• [Given instruction] Can the lines below, from the one that holds "Locate the coral" to the very end, be echoed exactly, with both ends included and no pictures?

• [Available records]

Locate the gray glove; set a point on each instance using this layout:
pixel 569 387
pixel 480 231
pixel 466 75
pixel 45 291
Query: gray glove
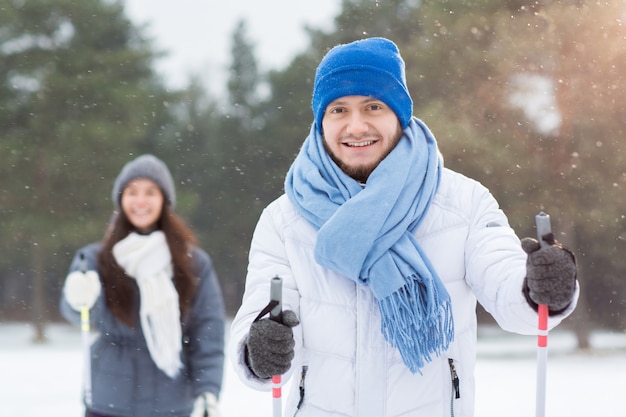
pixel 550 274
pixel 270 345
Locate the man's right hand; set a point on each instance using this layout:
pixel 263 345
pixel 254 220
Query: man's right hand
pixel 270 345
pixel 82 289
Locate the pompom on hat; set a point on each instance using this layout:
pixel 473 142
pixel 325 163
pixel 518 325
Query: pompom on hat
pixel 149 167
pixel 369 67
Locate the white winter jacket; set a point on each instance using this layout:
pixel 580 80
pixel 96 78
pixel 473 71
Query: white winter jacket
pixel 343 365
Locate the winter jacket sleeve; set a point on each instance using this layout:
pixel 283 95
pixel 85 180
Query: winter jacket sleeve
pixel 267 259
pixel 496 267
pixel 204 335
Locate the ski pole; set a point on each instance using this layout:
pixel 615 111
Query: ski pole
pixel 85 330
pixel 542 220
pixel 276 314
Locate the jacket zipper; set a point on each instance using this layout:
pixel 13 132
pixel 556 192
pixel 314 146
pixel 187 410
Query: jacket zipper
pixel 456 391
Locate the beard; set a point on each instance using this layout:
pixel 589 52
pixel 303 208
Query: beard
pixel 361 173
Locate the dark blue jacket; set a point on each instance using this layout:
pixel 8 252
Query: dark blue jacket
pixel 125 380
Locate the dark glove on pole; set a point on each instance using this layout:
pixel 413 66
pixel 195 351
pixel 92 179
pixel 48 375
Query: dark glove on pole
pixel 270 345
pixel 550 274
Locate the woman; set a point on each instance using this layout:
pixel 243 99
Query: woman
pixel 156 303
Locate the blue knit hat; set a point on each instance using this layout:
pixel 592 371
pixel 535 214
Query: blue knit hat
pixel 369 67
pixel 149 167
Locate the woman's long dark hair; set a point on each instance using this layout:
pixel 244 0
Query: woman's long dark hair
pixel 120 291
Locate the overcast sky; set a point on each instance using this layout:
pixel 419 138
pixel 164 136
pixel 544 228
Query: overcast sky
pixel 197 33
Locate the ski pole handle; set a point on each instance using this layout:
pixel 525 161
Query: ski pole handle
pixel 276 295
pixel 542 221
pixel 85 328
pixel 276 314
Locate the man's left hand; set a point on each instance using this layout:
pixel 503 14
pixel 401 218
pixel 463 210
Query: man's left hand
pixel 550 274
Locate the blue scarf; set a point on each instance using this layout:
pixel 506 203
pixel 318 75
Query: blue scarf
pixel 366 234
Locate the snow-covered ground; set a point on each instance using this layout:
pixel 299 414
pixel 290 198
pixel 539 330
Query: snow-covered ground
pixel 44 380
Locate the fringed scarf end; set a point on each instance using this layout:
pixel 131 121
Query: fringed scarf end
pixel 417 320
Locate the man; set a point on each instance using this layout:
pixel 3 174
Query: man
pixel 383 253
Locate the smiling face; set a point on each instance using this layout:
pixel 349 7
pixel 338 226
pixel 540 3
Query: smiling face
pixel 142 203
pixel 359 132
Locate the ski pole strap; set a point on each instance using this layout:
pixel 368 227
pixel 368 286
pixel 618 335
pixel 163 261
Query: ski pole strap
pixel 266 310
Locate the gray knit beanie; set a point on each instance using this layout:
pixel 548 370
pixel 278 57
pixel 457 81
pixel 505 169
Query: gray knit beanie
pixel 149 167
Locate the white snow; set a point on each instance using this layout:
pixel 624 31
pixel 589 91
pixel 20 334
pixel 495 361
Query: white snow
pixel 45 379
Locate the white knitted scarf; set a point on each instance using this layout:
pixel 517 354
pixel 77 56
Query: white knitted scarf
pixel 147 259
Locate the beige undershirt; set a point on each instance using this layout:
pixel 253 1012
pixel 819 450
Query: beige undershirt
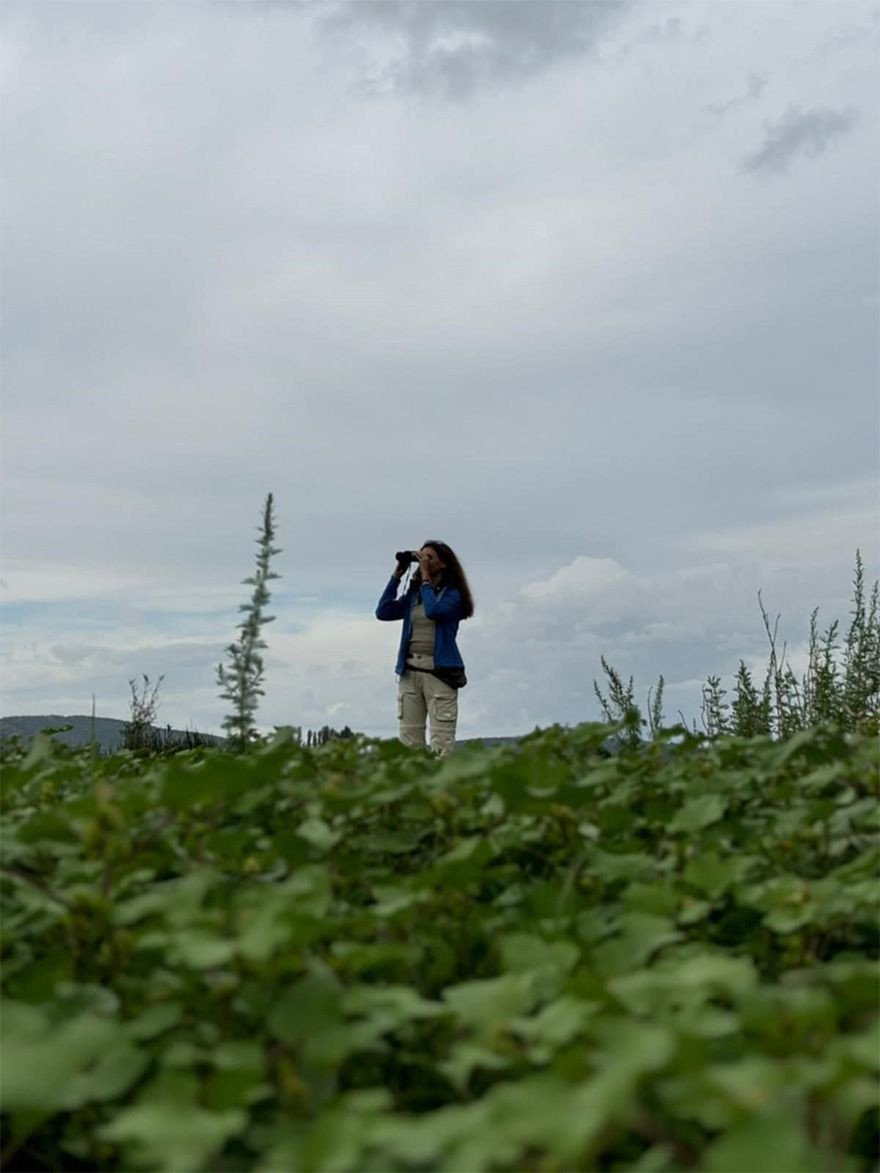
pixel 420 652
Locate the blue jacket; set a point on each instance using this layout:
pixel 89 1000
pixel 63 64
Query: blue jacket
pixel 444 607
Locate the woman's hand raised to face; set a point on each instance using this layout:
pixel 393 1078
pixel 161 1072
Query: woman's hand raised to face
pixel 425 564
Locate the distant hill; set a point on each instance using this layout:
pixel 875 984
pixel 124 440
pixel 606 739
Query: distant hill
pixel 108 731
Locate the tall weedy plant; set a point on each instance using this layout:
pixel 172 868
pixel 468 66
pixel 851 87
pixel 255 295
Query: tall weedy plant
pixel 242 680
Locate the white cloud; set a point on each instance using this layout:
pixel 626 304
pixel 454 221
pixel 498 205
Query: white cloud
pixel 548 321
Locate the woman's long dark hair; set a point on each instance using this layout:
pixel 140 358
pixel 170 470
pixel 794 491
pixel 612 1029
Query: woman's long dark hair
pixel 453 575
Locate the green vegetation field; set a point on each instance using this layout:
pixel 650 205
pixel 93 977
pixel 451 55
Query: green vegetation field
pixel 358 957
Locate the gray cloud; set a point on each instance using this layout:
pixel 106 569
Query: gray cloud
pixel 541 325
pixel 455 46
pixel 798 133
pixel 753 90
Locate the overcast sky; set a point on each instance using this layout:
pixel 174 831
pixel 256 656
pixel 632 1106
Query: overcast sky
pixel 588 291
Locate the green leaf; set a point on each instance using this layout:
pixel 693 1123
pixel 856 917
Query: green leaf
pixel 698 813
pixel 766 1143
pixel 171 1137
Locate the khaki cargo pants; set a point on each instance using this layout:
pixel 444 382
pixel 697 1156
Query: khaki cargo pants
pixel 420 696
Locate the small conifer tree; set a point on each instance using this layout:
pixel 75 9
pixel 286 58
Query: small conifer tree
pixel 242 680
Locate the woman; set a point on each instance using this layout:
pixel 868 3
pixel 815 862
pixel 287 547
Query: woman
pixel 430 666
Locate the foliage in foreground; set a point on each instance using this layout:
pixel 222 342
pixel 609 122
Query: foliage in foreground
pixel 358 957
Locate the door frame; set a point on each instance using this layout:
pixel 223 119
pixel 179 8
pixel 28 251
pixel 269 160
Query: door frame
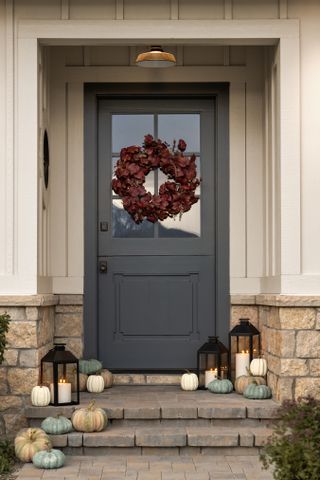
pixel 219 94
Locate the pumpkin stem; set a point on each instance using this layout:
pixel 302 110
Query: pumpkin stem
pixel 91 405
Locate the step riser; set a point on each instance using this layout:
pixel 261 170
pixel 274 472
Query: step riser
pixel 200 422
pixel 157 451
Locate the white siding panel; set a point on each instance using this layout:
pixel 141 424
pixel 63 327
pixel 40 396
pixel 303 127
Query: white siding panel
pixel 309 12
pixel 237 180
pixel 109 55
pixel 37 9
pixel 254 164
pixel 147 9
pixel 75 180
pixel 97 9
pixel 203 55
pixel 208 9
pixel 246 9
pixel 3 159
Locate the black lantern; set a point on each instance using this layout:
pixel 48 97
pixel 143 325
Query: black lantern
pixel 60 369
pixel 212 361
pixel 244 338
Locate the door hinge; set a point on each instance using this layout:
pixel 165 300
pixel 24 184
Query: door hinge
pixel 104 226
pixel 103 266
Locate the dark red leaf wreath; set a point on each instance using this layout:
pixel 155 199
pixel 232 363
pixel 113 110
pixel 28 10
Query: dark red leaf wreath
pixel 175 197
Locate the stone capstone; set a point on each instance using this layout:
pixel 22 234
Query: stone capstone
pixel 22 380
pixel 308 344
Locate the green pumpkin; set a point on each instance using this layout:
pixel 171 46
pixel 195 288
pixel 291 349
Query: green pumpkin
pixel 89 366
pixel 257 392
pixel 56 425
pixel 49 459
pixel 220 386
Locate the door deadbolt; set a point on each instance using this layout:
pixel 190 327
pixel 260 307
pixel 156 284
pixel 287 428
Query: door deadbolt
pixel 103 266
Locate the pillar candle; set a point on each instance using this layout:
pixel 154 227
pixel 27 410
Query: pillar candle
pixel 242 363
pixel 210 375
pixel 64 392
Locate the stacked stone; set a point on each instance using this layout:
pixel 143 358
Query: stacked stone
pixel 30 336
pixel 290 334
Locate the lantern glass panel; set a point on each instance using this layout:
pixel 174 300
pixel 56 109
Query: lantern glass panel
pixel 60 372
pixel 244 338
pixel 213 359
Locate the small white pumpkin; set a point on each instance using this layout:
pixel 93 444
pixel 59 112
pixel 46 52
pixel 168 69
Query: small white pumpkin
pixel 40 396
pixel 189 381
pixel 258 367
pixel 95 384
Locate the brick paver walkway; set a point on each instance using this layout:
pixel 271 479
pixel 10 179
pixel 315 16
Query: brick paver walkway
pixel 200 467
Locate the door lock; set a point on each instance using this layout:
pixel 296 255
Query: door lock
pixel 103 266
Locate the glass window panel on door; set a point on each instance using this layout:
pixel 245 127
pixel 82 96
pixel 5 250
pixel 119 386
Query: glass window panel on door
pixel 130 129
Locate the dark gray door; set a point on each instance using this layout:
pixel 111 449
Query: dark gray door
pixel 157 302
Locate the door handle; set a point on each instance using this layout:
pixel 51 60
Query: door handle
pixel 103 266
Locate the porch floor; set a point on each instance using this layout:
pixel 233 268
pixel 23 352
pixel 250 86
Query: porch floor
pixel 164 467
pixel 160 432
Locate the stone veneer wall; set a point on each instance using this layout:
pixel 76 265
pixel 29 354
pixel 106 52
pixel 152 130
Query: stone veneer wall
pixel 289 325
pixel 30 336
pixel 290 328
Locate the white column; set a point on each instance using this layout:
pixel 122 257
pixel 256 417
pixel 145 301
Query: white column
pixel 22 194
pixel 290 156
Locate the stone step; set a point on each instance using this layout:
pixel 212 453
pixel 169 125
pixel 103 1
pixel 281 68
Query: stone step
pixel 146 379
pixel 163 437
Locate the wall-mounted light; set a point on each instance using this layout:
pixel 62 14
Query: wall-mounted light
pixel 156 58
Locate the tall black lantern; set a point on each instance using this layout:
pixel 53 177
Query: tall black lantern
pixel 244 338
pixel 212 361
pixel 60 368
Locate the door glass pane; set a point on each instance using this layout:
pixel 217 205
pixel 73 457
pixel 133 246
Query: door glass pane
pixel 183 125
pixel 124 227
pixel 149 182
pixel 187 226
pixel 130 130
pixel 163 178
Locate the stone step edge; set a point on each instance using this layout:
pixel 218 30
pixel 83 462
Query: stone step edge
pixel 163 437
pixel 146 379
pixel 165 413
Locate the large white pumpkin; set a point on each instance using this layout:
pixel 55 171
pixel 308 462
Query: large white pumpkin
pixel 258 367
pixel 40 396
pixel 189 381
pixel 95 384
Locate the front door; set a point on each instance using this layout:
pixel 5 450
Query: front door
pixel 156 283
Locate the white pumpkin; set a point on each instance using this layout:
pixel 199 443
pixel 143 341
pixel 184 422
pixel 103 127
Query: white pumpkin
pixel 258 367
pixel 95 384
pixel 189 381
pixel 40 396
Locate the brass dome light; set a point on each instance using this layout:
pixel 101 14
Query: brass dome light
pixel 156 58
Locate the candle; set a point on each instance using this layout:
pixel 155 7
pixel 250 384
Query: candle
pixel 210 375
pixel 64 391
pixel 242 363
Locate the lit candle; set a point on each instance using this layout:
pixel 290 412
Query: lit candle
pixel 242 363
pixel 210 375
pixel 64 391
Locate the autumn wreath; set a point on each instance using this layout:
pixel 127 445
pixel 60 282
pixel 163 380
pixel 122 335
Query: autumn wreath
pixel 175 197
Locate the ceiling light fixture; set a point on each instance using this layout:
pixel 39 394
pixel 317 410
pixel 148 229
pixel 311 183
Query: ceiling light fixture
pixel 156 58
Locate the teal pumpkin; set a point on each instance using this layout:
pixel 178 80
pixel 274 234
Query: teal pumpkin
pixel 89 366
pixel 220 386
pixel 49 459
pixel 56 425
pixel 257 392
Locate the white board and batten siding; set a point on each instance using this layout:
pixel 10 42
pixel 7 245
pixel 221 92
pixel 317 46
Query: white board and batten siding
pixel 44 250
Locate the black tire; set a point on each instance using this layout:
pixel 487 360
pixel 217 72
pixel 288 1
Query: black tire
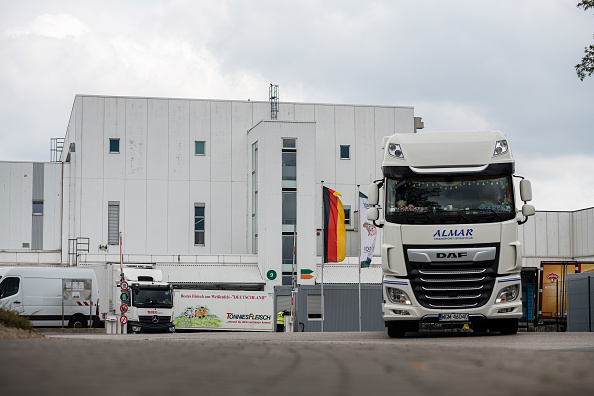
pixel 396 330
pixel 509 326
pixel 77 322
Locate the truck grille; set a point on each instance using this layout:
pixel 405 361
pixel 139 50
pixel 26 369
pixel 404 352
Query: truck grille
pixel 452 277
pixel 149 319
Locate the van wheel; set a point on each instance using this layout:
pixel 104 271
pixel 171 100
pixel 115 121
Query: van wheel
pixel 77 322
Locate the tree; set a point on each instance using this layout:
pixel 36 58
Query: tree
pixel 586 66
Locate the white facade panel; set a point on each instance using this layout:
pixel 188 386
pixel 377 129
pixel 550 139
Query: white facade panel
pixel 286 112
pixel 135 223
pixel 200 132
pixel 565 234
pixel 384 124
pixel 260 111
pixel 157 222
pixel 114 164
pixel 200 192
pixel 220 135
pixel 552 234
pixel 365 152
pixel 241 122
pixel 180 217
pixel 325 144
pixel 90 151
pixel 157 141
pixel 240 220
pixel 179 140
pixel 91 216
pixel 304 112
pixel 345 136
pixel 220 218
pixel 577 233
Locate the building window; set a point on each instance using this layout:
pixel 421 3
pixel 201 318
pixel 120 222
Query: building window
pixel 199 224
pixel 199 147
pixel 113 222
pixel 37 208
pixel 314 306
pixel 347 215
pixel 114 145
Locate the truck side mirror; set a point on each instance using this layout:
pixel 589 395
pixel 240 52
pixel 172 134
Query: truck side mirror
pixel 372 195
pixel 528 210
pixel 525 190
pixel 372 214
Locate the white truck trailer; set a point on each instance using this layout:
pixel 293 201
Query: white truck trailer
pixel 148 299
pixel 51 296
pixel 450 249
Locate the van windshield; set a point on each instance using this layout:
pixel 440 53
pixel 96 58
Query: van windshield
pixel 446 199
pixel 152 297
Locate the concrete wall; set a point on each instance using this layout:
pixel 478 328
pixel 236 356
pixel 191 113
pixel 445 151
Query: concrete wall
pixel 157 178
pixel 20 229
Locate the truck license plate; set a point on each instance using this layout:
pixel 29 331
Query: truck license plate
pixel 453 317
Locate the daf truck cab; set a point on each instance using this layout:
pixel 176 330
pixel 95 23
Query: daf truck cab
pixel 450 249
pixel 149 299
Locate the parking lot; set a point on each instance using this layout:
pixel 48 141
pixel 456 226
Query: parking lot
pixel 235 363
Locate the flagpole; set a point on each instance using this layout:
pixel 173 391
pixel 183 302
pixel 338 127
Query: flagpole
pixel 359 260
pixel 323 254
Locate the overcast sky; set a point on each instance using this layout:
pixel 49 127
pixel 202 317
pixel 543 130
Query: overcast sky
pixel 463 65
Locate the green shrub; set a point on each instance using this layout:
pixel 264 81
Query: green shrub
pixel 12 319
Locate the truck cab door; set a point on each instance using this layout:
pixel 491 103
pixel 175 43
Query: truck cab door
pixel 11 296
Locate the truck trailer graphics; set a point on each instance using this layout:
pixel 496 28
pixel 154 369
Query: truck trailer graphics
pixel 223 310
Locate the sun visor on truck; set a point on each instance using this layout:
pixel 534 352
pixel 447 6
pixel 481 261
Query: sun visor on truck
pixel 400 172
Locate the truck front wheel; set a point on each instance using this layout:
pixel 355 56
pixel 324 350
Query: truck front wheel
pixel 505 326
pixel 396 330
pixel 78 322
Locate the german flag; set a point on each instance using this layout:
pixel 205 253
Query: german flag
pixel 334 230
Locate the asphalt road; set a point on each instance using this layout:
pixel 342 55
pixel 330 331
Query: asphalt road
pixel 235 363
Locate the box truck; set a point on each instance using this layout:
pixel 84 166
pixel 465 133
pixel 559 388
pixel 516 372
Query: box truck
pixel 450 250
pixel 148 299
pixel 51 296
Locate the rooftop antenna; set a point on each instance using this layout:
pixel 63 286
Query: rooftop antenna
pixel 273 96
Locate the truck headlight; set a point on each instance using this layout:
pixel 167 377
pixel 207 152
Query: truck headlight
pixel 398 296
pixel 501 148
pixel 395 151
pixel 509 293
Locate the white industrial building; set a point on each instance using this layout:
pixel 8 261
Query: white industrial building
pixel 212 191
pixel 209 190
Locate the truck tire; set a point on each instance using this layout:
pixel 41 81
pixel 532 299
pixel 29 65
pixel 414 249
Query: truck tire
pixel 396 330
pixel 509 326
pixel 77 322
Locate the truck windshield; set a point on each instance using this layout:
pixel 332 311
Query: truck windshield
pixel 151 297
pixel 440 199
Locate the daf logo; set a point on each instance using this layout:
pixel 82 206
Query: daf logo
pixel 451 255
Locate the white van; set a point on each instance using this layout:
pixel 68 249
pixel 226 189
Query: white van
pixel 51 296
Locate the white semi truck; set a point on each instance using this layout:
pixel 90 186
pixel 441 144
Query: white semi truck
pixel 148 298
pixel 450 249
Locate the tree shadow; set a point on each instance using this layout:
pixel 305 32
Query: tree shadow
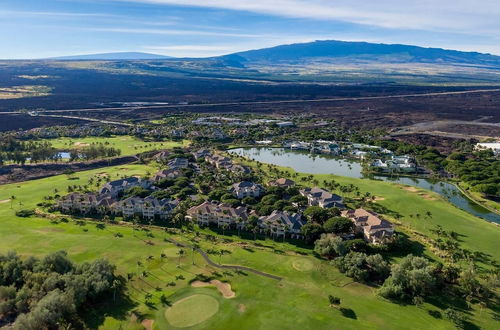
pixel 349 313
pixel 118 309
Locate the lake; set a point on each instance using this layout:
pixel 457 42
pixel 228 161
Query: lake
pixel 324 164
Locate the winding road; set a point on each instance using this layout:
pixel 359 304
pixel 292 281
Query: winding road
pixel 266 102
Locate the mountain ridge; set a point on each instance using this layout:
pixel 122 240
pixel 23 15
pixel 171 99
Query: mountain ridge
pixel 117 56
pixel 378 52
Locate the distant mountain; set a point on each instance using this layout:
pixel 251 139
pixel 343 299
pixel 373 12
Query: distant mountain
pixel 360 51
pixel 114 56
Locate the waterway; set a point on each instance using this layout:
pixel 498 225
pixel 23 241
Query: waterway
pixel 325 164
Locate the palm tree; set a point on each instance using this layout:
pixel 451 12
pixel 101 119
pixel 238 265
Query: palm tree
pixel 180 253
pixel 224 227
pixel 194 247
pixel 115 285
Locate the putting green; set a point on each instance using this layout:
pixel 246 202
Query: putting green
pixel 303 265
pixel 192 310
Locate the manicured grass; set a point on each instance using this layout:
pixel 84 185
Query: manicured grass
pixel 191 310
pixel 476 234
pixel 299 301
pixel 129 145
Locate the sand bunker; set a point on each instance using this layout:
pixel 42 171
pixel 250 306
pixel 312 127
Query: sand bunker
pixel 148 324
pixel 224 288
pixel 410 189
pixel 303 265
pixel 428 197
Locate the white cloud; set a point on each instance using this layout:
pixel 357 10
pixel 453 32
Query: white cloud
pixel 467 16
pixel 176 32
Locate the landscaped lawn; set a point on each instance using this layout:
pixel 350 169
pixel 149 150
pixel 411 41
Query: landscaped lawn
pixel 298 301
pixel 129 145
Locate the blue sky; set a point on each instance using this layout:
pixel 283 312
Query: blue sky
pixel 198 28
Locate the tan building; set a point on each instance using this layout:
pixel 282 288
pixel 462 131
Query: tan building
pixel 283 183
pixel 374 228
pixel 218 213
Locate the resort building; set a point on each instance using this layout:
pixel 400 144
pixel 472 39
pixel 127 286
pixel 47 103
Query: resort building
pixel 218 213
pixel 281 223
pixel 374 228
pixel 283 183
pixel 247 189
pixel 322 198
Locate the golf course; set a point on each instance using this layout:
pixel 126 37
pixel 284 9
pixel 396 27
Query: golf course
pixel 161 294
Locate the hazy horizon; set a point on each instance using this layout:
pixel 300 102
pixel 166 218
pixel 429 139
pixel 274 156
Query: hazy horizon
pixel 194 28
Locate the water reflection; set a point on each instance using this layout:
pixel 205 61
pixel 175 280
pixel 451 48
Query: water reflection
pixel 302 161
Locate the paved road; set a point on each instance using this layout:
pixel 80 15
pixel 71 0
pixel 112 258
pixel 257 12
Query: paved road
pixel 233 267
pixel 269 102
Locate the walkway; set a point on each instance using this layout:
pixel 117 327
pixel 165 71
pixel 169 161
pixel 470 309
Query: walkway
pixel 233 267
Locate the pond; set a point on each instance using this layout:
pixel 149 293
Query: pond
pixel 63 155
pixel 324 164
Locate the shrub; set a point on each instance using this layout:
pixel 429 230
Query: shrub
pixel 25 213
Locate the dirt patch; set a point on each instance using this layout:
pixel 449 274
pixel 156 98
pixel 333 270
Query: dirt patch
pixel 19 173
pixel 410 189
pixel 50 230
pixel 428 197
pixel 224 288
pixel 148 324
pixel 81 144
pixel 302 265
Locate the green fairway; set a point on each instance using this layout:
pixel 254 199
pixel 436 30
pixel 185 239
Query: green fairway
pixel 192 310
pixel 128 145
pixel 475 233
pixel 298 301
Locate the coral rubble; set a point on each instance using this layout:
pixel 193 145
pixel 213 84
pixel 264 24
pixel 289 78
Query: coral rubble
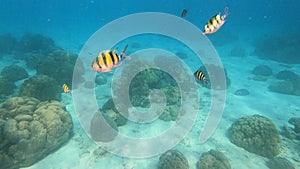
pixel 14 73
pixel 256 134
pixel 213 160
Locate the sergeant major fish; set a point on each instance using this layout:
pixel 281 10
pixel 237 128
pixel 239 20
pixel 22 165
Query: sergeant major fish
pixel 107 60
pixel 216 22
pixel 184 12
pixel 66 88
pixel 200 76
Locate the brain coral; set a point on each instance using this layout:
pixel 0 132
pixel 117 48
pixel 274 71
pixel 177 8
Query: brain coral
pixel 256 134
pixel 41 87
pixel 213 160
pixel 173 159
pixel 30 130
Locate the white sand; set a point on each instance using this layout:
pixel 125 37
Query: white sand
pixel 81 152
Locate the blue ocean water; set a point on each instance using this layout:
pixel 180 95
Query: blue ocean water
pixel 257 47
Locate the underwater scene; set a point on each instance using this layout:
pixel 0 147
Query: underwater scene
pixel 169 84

• [Result]
Locate the coral rubble; set a point on each instance using this layout:
pixel 193 145
pixel 213 84
pixel 264 24
pixel 289 78
Query: coral rubble
pixel 14 73
pixel 256 134
pixel 213 160
Locate the sergeant major fish; set a point on each instance using this layout:
pixel 281 10
pixel 237 128
pixel 239 20
pixel 22 165
Query: sergeant major fish
pixel 107 60
pixel 216 22
pixel 184 12
pixel 66 88
pixel 200 76
Locate the brain coral; set a point on each instance using this layout:
pixel 0 132
pixel 117 48
pixel 274 71
pixel 177 8
Query: brain coral
pixel 256 134
pixel 41 87
pixel 213 160
pixel 173 159
pixel 30 130
Locate the white sand; set a point on each instance using this layout:
pixel 125 37
Query: white sand
pixel 81 152
Locate the blue ocean water; set a point on each instance using this layout:
pixel 180 95
Query: blue ocean water
pixel 257 47
Locate the underwater scene; set a point on each instance using this layout:
pixel 0 147
Query: underwater scene
pixel 169 84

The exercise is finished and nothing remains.